== Passage given ==

I recognize that most people are not as interested in the practical details of everyday life as I am, but come on, every generic fantasy world has a king, right? So consider The Queen’s Bed: An Intimate History of Elizabeth’s Court, on how a royal court functions, and The Watchers: A Secret History of the Reign of Elizabeth I, on the functioning of a premodern security state. I promise it’s all a lot cooler than anything out of the Forgotten Realms.
Or you could just grab one of these books and start stealing things wholesale.
— Jane
The Golden Peaches of Samarkand: A Study of T’ang Exotics, Edward H. Schafer (University of California Press, 1985).
This is a very strange book. Imagine if somebody told a history of our society by going through official records of items confiscated by customs agents at airports, and explaining what each one of them was and what it meant to us. That’s somewhat the vibe of this book, which attempts to paint an all-encompassing picture of China in the Tang Dynasty by going through official lists of tribute and gifts received (and frequently rejected) by the Imperial palace.
That description does not do this wonderful book justice, however, because Schafer uses every item, no matter how mundane, as a jumping off point for riotous and often fanciful tales that got preserved somewhere in the historical record. He takes practically the whole literary output of Medieval China, from dry economic statistics, to palace gossip, to tall-tales of Persian traders, to advertisements by courtesans, to boasts of Taoist alchemists, sticks it all in a blender, and recounts it with a totally straight face. The result is kaleidoscopic, like marinating in an alien society, except that it’s a society that really existed in our past.
Consider just the chapter on perfumes and aromatics. In a scant few pages he tells us about the Hainanese pirate who burned frankincense to give light for his parties, and about the Emperor who had officials scatter saffron on all the paths he was to tread. But then things get weirder: “it was reported that in Eastern Kalinga the dead had their mouths stuffed with gold and were cremated on a fire loaded with camphor,” and “the emperor Ching Tsung made a bizarre game of shooting his concubines with paper arrows containing powdered borneol and musk,” but also, “the Tang writers on drugs affirmed that if the genitals of a woman haunted by an incubus are fumigated with [gum guggul], it will quit her forever,” and, naturally, “great officers of the state were required to have a few cloves in their mouth when they addressed reports to the Son of Heaven.” But all of that is just a buildup to this:
The sovereigns of Later Tang had a fantastically expensive artificial garden laid out in one of the great royal halls. Mountains and hills were made of aloeswood, rivers and lakes of rose water and storax, trees of clove and an unidentified aromatic, walls and battlements of frankincense, buildings of rosewood and sanders, and carved human figures of sandalwood. The whole made a miniature city, over whose main gate was a signboard reading, ‘Nation of Magical Scents.’
And that’s just the chapter on perfume.
The reason this all works so well as a framing device is that the Men of Tang, like us, were irredeemable xenophiles. Part of that, no doubt, was a product of their mixed, part-steppe heritage. Indeed, at various points it was very fashionable in aristocratic Tang circles to eat, dress, and camp like a steppe nomad. But I think the greater part is that they, like us, had so much xeno to be philes about. The products of a thousand nations poured into their lands — caravans from “Rome” (what we would call Byzantium), heavy-laden argosies from India and Persia, and embassies from barbaric kingdoms and client states all made their way to the city of Perpetual Peace, there to make obeisance to the Son of Heaven, and to offer exotic tributes which diffused through the palace bureaucracy and thence out to a city of a million souls.

===
== Data extract ==

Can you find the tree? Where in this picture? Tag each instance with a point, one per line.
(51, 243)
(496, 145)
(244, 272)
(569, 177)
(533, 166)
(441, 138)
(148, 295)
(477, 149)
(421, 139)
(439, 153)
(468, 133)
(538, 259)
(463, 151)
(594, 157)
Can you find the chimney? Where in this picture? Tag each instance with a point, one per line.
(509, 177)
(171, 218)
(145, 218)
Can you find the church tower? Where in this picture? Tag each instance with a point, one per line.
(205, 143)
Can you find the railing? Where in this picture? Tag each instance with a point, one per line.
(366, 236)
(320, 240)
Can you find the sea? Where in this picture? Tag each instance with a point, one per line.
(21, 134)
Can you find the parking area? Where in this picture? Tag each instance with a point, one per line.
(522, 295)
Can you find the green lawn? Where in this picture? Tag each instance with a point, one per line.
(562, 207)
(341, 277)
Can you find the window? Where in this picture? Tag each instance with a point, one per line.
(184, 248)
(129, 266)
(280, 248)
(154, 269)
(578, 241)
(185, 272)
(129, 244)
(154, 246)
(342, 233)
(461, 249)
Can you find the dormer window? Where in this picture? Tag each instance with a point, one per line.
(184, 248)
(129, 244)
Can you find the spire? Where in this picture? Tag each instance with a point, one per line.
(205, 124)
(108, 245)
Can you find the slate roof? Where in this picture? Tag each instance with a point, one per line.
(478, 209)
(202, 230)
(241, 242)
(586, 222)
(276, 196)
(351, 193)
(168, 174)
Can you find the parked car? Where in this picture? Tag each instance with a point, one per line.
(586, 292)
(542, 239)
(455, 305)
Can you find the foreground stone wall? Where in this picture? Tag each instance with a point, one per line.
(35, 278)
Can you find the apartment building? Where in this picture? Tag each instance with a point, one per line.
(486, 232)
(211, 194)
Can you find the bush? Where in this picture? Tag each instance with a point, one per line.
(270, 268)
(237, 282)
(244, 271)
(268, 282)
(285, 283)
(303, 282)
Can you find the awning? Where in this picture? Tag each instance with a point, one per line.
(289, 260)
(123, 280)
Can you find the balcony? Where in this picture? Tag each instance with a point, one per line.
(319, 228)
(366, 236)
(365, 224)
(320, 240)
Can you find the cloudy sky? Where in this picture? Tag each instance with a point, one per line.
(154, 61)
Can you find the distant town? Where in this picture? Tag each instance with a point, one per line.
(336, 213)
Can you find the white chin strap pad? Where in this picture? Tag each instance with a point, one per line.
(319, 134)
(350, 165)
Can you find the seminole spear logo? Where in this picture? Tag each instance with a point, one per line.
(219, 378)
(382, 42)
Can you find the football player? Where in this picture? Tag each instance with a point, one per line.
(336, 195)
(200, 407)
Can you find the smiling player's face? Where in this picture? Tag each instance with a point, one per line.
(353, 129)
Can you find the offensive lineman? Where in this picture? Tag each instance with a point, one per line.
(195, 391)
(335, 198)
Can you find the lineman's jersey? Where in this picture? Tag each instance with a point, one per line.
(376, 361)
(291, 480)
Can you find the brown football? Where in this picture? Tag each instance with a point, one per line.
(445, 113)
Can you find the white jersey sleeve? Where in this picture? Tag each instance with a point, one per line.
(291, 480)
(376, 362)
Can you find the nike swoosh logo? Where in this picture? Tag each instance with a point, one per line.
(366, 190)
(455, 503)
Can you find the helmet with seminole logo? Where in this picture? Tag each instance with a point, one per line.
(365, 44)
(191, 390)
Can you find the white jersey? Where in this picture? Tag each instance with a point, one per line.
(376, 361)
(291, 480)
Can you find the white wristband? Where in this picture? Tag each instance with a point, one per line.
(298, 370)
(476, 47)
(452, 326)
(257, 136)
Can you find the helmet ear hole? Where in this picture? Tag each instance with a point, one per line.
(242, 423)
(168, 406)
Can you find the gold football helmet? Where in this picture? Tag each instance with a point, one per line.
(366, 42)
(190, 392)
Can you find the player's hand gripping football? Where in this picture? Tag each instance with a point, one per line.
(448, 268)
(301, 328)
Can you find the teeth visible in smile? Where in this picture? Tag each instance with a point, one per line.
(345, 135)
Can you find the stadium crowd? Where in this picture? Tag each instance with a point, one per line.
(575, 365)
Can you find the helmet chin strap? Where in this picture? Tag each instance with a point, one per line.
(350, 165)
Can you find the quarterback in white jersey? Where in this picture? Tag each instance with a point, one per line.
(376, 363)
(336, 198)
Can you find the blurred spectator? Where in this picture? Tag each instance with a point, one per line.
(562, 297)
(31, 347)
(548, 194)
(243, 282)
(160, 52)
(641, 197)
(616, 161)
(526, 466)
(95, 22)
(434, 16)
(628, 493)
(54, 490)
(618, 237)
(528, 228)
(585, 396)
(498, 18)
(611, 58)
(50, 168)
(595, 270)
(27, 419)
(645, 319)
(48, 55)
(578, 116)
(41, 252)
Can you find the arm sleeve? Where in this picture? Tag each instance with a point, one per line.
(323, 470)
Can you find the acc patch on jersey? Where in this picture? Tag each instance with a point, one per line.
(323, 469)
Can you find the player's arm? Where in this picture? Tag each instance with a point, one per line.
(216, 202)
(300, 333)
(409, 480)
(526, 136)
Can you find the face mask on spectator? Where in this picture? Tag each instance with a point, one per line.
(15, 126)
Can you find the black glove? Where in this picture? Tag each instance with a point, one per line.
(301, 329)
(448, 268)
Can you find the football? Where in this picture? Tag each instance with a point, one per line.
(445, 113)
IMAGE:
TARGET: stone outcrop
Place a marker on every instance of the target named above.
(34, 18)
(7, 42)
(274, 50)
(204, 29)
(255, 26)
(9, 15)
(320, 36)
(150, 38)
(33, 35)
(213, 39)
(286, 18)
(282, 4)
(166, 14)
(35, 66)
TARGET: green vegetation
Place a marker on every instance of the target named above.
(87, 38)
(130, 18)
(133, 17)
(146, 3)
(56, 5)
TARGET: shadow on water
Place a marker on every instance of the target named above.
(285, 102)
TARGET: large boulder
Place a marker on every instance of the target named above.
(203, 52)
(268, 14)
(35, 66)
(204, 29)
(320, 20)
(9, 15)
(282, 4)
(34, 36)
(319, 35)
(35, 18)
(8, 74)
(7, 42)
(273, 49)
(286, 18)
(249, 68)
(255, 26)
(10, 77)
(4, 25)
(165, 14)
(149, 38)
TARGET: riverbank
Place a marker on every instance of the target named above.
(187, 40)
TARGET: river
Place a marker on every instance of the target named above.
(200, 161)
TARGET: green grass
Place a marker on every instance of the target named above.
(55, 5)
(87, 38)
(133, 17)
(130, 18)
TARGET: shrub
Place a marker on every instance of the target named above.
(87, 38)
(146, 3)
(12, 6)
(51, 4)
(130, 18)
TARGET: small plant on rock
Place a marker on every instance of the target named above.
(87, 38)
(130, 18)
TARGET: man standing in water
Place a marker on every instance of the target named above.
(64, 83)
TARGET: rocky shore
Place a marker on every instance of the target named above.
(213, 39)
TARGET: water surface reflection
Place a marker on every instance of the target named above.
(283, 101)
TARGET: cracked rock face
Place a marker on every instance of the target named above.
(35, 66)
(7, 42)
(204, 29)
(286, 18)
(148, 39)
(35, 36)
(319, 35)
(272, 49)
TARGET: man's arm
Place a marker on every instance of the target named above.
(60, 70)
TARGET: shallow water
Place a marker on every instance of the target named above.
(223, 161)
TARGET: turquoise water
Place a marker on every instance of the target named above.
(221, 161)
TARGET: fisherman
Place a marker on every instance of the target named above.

===

> _Exercise requirements_
A - Reproduce the review word for word from "This is a very" to "the Imperial palace.".
B - Return each line of the records containing the string "green", treating uppercase and lowercase as distinct.
The review and the records are unrelated material.

> _Responses_
A -
This is a very strange book. Imagine if somebody told a history of our society by going through official records of items confiscated by customs agents at airports, and explaining what each one of them was and what it meant to us. That’s somewhat the vibe of this book, which attempts to paint an all-encompassing picture of China in the Tang Dynasty by going through official lists of tribute and gifts received (and frequently rejected) by the Imperial palace.

B -
Can you find the green lawn? Where in this picture? Tag each instance with a point, one per line.
TARGET: green vegetation
TARGET: green grass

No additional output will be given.